Start of Input data

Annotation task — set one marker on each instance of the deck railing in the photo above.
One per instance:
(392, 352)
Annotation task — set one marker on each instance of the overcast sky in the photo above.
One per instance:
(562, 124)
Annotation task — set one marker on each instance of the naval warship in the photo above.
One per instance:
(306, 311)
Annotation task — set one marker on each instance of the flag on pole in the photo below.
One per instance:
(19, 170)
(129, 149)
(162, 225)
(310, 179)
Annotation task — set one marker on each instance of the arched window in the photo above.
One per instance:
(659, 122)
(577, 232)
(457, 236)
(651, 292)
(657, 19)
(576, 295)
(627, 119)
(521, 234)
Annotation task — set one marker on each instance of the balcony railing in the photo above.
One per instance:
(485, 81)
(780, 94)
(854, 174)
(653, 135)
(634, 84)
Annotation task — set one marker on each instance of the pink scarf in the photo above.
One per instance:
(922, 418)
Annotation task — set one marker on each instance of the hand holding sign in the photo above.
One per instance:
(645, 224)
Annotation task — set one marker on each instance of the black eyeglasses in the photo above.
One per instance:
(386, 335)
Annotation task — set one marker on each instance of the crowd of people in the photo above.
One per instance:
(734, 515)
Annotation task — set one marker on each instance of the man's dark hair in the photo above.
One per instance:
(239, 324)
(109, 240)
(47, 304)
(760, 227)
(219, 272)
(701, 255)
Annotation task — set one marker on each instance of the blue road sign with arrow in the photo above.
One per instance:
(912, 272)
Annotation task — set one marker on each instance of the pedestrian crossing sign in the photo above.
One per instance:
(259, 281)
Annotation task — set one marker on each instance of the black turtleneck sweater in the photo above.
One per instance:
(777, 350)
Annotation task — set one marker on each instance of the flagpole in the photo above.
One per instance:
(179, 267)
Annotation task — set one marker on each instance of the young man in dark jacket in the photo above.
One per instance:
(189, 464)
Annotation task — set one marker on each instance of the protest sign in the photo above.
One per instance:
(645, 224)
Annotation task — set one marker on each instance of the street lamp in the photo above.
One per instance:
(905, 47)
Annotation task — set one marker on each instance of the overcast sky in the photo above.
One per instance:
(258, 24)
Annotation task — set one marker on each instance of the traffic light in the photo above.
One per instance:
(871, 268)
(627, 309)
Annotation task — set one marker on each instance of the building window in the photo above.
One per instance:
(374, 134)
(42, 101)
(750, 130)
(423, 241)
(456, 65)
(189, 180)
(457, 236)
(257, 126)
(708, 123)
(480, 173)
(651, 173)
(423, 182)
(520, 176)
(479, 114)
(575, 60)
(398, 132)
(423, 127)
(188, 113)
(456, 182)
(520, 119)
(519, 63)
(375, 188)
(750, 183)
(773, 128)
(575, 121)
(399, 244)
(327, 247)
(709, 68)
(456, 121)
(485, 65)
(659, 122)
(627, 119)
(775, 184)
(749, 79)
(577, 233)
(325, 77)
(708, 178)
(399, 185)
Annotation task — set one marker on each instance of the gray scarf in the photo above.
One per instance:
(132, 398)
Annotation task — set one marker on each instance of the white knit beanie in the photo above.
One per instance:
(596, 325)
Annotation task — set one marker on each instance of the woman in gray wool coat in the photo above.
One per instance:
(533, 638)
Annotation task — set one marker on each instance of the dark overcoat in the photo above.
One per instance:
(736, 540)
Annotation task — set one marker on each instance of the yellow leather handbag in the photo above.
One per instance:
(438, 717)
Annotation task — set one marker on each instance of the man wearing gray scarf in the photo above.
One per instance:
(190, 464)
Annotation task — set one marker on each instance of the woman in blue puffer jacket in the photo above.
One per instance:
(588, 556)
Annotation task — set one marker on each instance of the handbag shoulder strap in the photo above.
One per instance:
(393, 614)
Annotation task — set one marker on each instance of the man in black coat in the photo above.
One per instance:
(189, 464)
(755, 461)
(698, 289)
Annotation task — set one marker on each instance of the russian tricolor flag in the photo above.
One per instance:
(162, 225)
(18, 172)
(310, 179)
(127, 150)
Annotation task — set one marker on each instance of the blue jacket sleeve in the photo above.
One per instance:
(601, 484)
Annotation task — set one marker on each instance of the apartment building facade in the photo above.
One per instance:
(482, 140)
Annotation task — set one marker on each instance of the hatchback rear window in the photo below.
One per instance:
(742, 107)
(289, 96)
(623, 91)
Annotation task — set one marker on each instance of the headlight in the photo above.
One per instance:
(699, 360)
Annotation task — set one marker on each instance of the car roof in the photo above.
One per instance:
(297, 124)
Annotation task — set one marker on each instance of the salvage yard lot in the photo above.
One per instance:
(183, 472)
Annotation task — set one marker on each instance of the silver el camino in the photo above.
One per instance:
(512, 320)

End of Input data

= Assignment =
In the material above, report how many lines hold the word "woman", and add nothing to the figure.

= Response box =
2